- Required work
What follows is a set of records; give them all back exactly.

Top of Stored data

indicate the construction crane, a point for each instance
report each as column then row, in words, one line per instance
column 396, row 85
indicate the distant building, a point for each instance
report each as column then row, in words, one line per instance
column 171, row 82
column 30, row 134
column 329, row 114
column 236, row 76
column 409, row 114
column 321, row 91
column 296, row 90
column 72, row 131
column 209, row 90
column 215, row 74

Bottom of Stored data

- Solution to this exercise
indicate the construction crane, a point for each instance
report each as column then row, in words, one line per instance
column 396, row 85
indicate the distant building, a point for each instance
report each as column then row, in words, one line per instance
column 171, row 82
column 30, row 134
column 329, row 114
column 236, row 76
column 409, row 114
column 321, row 91
column 296, row 90
column 72, row 131
column 209, row 90
column 215, row 74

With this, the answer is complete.